設問
表示装置用積層体を扱った原文を読み、次の問いに答えよ。
1. 反射防止層側の表面における窒素元素の比率について、より好ましい範囲はいくらか。
2. 窒素元素の比率を所定の範囲内とする方法として、何が挙げられているか。
3. 測定装置として記されているものは何か。

原文
****

図1に示すように、本開示の表示装置用積層体1は、基材層2、機能層3および反射防止層4を、厚さ方向D
Tにおいて、この順に有する。本開示における表示装置用積層体1は、反射防止層4側の表面S1をX線光電子分光法で測定した場合に、窒素元素の比率が、0.5原子%以上、2.5原子%以下であることを特徴とする。
【0014】
本開示における表示装置用積層体は、反射防止層側の表面における窒素元素の比率が所定の範囲内であることにより、従来の反射防止層を備える表示装置用積層体に比べ、耐擦傷性に優れる。これは、反射防止層に架橋剤として配合された窒素含有化合物(例えば、メラミン系化合物)が、反射防止層および機能層に含まれる樹脂と架橋構造を形成し、表面硬度が向上するためと推察される。以下、本開示の表示装置用積層体における各構成について、詳細に説明する。
【0015】
1. 表示装置用積層体のパラメータ
本開示の表示装置用積層体は、反射防止層側の表面S1をX線光電子分光法で測定した場合に、窒素元素の比率が、0.5原子%以上であり、中でも0.6原子%以上が好ましく、特に0.7原子%以上がより好ましい。上記窒素元素の比率は、反射防止層に、例えばメラミン系化合物等の架橋剤として配合された窒素含有化合物の量に対応する。架橋剤として配合された窒素含有化合物の量が少な過ぎると、反射防止層中の架橋密度が不十分となり、優れた耐擦傷性を得ることができない。
【0016】
一方、上記窒素元素の比率は、2.5原子%以下であり、中でも2.0原子%以下が好ましく、1.5原子%以下がより好ましい。
架橋剤として配合された窒素含有化合物量が多過ぎた場合、相対的に樹脂の含有量が減るために架橋密度が疎になり、優れた耐擦傷性を得ることができない。また、窒素含有化合物自体の耐擦傷性が低いため、耐擦傷性が悪化する。
【0017】
上記窒素元素の比率は、0.5原子%以上、2.5原子%以下であり、0.6原子%以上、2.0原子%以下が好ましく、0.7原子%以上、1.5原子%以下がより好ましい。
【0018】
本開示において、上記窒素元素の比率は、表示装置用積層体の反射防止層側の表面S1をX線光電子分光法で測定して得られる全元素の合計量を100原子%とした際の窒素元素の比率である。
【0019】
上記窒素元素の比率を上記範囲内とする方法としては、反射防止層における窒素含有化合物(例えば、メラミン系化合物等)の種類および含有量を調整する方法が挙げられる。
【0020】
本開示において、上記窒素元素の比率は、以下の方法で測定された値である。すなわち、表示装置用積層体から測定用試料を切り出し、下記X線光電子分光分析装置を用いて下記条件で、測定用試料の反射防止層側の表面のN1s軌道のX線光電子スペクトルを測定し、全元素量に対するN元素量の比率(原子%)を求める。
【0021】
(測定装置)
Kratos製 AXIS-NOVA
(測定条件)

****

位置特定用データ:
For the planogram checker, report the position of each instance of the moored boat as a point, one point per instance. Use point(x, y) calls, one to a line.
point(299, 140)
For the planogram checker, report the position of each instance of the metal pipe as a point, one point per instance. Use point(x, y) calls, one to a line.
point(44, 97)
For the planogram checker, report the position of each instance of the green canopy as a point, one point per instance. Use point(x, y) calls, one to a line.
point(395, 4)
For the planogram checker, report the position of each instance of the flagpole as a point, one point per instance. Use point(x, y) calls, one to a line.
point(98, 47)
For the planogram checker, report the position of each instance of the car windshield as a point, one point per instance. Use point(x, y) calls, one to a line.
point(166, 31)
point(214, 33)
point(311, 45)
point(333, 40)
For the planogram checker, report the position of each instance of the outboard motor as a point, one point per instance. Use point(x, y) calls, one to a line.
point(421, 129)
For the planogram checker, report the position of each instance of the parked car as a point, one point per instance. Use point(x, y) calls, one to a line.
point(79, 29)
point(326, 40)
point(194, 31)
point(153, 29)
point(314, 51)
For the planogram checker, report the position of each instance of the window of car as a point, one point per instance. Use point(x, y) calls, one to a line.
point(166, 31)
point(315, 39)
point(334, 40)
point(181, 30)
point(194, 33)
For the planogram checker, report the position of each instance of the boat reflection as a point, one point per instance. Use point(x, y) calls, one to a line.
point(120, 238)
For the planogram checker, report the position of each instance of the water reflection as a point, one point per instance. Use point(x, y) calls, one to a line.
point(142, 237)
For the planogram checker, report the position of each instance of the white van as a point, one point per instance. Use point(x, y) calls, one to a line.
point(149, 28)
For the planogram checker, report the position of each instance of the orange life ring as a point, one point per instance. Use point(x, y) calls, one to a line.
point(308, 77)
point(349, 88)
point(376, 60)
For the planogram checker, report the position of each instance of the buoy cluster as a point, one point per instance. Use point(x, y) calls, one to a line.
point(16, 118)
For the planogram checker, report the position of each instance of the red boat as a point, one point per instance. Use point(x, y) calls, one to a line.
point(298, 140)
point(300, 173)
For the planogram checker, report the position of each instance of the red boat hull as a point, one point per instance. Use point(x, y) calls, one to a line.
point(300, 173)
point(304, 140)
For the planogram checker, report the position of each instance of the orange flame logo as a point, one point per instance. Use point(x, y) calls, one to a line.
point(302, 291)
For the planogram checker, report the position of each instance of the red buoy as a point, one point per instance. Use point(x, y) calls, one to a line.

****

解答
1. 0.7原子%以上、1.5原子%以下である。
2. 反射防止層における窒素含有化合物(例えば、メラミン系化合物等)の種類および含有量を調整する方法である。
3. Kratos製 AXIS-NOVAである。